Buku buku Tentang Perbatasan & Bisnis Online Yang Bisa dimanfaatkan Dari Perbatasan,Beli Dua"BEBAS ONGKIR"
Kalau ingat perbatasan, maka saya juga akan mengingat kehidupan masa kecil saya. Masa kecil yang menyenangkan. Menyenangkan dalam suasana kesederhanaan. Kesederhanaan Desa terpencil bagai di perbatasan. Sebagai penulis, saya tidak akan pernah lupa nasihat guru SR ( Sekolah Rakyat, kini SD), guru idola saya lima puluhan tahun lalu. Ketika itu kita masih di kelas 3 SR. Setiap ada kesempatan beliau selalu memberi motivasi dan selalu menyemangati. Kalau kalian ingin jadi murid bapa dan berhasil, maka inilah tugas-tugas yang harus kalian lakukan dengan baik. Pertama, kalian harus bisa pelajaran tambah, kali dan bagi mulai dari satu sampai 10 di luar kepala. Kedua, kalian harus bisa menunaikan shalat, dan bisa jadi imam dalam melaksanakan shalat. Ketiga, kalian harus bisa “berpidato” di depan kelas. Keempat, kalian harus bisa menuliskan “ceritra” dengan baik dan enak dibaca dan bisa menceritrakannya dan enak didengar.
Bagi kalian yang ingin
melanjutkan ke sekolah yang lebih tinggi, maka kalian harus bisa dan jadikan ini
sebagai modalmu. Kamu akan bisa hidup senang di kampungmu ataupun kalau kamu
merantau. Pertama, kamu harus bisa menanak nasi. Menanak nasi dengan benar,
mulai dari persiapan kayu bakarnya (waktu itu belum ada kompor, yang ada baru
kayu bakar) hingga menghidangkannya. Kedua,
bisa mencuci dan menyetrika pakaian kalian sendiri (sterika juga masih
pakai arang kayu atau batok kelapa, belum ada listrik). Ketiga, bisa naik
sepeda (kala itu belum ada sepeda motor,sepeda juga model sepeda ontel besar).

→ ENTRI LATIHAN:
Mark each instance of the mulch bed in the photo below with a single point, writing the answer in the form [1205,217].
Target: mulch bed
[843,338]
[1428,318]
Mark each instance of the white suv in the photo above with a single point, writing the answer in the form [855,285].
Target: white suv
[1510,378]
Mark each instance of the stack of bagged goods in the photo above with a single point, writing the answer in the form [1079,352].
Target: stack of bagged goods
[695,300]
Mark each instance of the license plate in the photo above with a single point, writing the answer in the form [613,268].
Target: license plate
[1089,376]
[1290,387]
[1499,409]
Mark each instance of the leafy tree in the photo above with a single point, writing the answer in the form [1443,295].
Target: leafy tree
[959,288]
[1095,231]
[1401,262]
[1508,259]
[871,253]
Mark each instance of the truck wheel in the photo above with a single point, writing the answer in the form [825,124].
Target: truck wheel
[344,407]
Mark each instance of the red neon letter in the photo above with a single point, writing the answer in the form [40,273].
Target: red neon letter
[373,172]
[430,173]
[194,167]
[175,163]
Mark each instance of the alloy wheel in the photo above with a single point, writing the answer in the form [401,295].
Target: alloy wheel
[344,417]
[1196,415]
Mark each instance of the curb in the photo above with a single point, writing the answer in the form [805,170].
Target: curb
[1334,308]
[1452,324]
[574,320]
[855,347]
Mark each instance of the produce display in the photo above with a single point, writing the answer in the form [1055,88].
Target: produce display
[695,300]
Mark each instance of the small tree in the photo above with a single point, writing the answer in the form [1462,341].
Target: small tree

→ TANTANGAN 1: Sebutkan semua tugas yang, menurut guru SR dalam kutipan tentang kenangan masa kecil, harus dilakukan murid kelas 3 agar berhasil.
→ TANTANGAN 2: Salin kembali baris-baris entri, mulai dari baris yang memuat "Mark each instance of the leafy" sampai akhir entri (keduanya termasuk), dengan mengganti setiap "single point" menjadi "one dot". Berikan hanya baris-baris tersebut.
Kutipan dan entri tidak saling berhubungan.

→ JAWABAN BENAR 1:
1. Bisa pelajaran tambah, kali, dan bagi mulai dari satu sampai 10 di luar kepala.
2. Bisa menunaikan shalat dan bisa jadi imam dalam melaksanakan shalat.
3. Bisa "berpidato" di depan kelas.
4. Bisa menuliskan "ceritra" dengan baik dan enak dibaca, serta bisa menceritrakannya dan enak didengar.

→ JAWABAN BENAR 2:
Mark each instance of the leafy tree in the photo above with a one dot, writing the answer in the form [1443,295].
Target: leafy tree
[959,288]
[1095,231]
[1401,262]
[1508,259]
[871,253]
Mark each instance of the truck wheel in the photo above with a one dot, writing the answer in the form [825,124].
Target: truck wheel
[344,407]
Mark each instance of the red neon letter in the photo above with a one dot, writing the answer in the form [40,273].
Target: red neon letter
[373,172]
[430,173]
[194,167]
[175,163]
Mark each instance of the alloy wheel in the photo above with a one dot, writing the answer in the form [401,295].
Target: alloy wheel
[344,417]
[1196,415]
Mark each instance of the curb in the photo above with a one dot, writing the answer in the form [805,170].
Target: curb
[1334,308]
[1452,324]
[574,320]
[855,347]
Mark each instance of the produce display in the photo above with a one dot, writing the answer in the form [1055,88].
Target: produce display
[695,300]
Mark each instance of the small tree in the photo above with a one dot, writing the answer in the form [1462,341].
Target: small tree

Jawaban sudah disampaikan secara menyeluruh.